**练习题目**
下面这篇讲最长回文子串的文章没写完，请从它最后一行之后接着往下写。

**原文摘录**

给定一个字符串，求它的最长回文子串的长度。

解法一：遍历所有元素

首先想到的是遍历字符串中的所有元素，用两个指针以某个元素为中心向左右扩展，记录并更新得到的最长的回文长度。在这里需要注意，奇数长度与偶数长度的回文字符串的判断稍有区别，需要分开处理。

def _odd(i, max, s, id):
    j, temp = 0, 0
    while j <= i and i + j < len(s):
        if s[i - j] != s[i + j]:
            break
        temp = j * 2 + 1
        j += 1
    if temp > max:
        max = temp
        id = i
    return max, id

def _even(i, max, s, id):
    j, temp = 0, 0
    while j <= i and i + j + 1 < len(s):
        if s[i - j] != s[i + j + 1]:
            break
        temp = j * 2 + 2
        j += 1
    if temp > max:
        max = temp
        id = i
    return max, id

def longest_palindrome(s):
    if len(s) == 0:
        return 0
    max, id = -1, 0
    for i in range(len(s)):
        odd_res = _odd(i, max, s, id)
        max, id = odd_res[0], odd_res[1]
        even_res = _even(i, max, s, id)
        max, id = even_res[0], even_res[1]
    return s[id - max // 2:id + (max + 1) // 2] if max % 2 != 0 else s[id - max // 2+1:id + max // 2 + 1]

解法二：统一处理奇偶

上述解法中，我们需要特别区分奇偶回文字符串的情况。那么有没有方法可以将所有情况都转换为奇数处理呢？

可以通过在每个字符的两边都插入一个特殊的符号，将所有可能的奇数或偶数长度的回文子串都转换成了奇数长度。比如 abba 变成 #a#b#b#a#，aba变成 #a#b#a#。

此外，还可以在首位各加上特殊符号，这样就不用特殊处理越界问题，比如^#a#b#a#$。

def longest_palindrome(s):
    s_j = '#'.join('^{}$'.format(s))

**所给数据**
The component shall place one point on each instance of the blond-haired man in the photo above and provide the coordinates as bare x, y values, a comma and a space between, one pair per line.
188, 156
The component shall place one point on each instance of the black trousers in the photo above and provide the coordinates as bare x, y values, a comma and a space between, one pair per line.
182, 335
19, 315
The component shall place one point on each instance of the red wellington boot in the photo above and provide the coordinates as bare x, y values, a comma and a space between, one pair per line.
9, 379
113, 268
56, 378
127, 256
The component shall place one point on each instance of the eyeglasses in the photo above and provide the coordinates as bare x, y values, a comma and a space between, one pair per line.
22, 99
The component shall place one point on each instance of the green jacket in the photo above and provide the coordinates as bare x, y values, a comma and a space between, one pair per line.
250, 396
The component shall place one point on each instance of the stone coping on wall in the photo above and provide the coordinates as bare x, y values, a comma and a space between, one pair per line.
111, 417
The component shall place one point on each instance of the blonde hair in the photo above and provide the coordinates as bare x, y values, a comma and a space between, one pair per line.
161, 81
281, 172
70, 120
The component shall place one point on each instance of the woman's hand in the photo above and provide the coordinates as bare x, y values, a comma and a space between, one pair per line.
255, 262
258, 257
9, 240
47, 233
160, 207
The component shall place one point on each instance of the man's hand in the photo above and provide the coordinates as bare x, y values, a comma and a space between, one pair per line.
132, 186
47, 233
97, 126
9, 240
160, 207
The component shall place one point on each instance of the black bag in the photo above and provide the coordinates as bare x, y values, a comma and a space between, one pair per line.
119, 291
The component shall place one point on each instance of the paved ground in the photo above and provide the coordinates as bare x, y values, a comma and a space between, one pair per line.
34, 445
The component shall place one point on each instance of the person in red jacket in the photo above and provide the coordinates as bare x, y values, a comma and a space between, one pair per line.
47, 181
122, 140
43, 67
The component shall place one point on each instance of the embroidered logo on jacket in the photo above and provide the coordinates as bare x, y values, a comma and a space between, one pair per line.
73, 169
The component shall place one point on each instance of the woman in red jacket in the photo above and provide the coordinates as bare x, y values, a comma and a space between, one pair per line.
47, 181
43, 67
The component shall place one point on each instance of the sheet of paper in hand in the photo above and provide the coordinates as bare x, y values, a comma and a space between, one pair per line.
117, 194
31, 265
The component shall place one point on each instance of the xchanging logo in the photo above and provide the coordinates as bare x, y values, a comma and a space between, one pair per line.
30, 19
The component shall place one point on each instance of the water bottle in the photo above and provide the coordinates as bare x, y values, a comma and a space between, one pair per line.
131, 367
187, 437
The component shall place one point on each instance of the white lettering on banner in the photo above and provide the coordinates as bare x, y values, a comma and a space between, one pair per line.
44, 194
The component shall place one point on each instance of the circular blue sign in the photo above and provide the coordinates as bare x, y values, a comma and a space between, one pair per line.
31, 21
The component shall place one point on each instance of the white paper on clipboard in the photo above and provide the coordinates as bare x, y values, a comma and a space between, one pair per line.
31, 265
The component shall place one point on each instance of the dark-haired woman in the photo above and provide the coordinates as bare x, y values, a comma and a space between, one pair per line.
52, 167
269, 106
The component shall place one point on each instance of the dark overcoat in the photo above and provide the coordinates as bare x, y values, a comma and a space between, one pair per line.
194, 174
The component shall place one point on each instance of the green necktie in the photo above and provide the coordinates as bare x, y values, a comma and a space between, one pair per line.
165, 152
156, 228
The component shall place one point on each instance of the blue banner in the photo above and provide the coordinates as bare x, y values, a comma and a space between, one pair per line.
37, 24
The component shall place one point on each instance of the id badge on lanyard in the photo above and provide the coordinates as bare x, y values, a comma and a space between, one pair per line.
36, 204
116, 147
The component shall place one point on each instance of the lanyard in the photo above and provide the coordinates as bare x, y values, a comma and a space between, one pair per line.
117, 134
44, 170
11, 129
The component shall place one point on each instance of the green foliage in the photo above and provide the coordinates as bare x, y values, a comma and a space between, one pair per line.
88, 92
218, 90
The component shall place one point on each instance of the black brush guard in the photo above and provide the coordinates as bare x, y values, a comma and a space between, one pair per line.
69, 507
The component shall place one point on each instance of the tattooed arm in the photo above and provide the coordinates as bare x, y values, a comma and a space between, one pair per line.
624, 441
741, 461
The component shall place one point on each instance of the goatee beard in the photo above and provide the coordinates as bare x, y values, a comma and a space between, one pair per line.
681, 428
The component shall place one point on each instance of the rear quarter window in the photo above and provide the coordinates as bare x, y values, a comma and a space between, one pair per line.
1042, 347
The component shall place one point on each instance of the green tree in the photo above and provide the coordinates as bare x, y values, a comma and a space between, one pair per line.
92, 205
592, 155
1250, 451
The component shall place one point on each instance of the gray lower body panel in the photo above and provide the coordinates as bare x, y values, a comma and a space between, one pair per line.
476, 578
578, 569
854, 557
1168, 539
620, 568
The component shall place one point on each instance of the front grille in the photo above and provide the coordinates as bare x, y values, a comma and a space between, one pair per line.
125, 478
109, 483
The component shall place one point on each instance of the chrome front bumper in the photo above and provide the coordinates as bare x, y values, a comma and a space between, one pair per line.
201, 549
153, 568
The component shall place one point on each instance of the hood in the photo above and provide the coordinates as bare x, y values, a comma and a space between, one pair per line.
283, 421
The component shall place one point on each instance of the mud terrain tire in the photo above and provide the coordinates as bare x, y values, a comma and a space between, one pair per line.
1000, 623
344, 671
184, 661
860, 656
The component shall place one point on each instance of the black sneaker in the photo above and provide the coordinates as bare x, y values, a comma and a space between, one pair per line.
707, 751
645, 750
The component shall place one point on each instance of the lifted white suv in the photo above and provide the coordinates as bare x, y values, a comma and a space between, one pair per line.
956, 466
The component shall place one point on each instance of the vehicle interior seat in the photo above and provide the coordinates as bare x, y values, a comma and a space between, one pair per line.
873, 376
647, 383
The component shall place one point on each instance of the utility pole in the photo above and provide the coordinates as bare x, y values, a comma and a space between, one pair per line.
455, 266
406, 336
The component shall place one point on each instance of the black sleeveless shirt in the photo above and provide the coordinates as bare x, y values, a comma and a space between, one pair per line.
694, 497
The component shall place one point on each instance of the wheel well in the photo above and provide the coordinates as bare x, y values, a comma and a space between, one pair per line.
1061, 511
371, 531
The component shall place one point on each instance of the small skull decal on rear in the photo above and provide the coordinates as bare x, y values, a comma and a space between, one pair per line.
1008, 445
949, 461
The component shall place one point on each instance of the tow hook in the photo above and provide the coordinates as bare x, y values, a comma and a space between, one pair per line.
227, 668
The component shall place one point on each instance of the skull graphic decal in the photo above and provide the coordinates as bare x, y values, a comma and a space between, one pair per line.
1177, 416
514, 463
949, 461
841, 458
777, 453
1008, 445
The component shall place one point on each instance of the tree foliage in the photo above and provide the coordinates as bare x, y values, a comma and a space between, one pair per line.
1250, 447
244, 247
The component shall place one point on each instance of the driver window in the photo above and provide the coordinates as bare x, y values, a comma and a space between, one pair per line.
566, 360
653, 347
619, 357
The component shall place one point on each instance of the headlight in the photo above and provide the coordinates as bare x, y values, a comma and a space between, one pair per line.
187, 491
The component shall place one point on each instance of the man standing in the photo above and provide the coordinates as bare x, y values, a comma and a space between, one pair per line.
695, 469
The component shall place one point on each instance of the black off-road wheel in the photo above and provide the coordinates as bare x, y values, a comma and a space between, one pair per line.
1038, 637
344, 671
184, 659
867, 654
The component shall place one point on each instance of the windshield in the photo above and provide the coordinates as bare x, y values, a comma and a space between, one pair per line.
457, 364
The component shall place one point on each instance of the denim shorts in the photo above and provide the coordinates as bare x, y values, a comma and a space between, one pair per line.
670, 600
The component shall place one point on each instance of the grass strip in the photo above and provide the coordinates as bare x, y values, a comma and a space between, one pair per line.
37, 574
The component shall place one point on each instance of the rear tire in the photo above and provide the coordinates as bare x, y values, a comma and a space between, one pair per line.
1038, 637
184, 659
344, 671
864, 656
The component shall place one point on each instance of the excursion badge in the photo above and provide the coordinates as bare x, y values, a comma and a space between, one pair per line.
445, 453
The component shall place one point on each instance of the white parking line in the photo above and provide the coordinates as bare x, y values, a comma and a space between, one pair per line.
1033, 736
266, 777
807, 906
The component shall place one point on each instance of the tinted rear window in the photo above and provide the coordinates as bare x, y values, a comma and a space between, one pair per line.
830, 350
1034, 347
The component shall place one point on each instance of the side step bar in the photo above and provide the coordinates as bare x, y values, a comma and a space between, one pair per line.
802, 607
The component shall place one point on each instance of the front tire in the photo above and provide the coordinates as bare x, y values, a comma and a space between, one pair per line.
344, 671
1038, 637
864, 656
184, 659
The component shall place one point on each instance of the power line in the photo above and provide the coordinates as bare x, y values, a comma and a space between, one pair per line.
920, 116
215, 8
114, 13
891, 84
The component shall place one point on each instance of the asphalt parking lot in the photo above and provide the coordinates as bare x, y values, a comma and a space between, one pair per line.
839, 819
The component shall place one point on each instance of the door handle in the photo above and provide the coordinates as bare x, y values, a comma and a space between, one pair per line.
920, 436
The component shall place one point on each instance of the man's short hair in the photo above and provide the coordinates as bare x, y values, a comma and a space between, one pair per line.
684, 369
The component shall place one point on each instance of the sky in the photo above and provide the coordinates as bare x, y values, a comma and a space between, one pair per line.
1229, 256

**答案如下**
    if len(s_j) == 3:
        return 0
    max, id = -1, 0
    for i in range(len(s_j)):
        j = 0
        temp = 0
        while j <= i and i + j < len(s_j):
            if s_j[i - j] != s_j[i + j]:
                break
            temp = j * 2
            j += 1
        if temp > max:
            max = temp
            id = i // 2 - 1
    return s[id - max // 4:id + (max + 1) // 4 + 1] if max % 4 != 0 else s[id - max // 4 + 1:id + max // 4 + 1]

解法三： Manacher算法

下面将用到神奇的Manacher算法，使求最长回文子串的时间复杂度为线性O(N)。

Manacher算法解析

def longest_palindrome(s):
    # Transform S into T.
    # For example, S = "abba", T = "^#a#b#b#a#$".
    # ^ and $ signs are sentinels appended to each end to avoid bounds checking
    s_j = '#'.join('^{}$'.format(s))
    n = len(s_j)
    P = [0] * n
    id = mx = 0
    for i in range(1, n - 1):
        P[i] = (mx > i) and min(mx - i, P[2 * id - i])  # equals to i' = id - (i-id)
        # Attempt to expand palindrome centered at i
        while s_j[i + 1 + P[i]] == s_j[i - 1 - P[i]]:
            P[i] += 1

        # If palindrome centered at i expand past mx,
        # adjust center based on expanded palindrome.
        if i + P[i] > mx:
            id, mx = i, i + P[i]

    # Find the maximum element in P.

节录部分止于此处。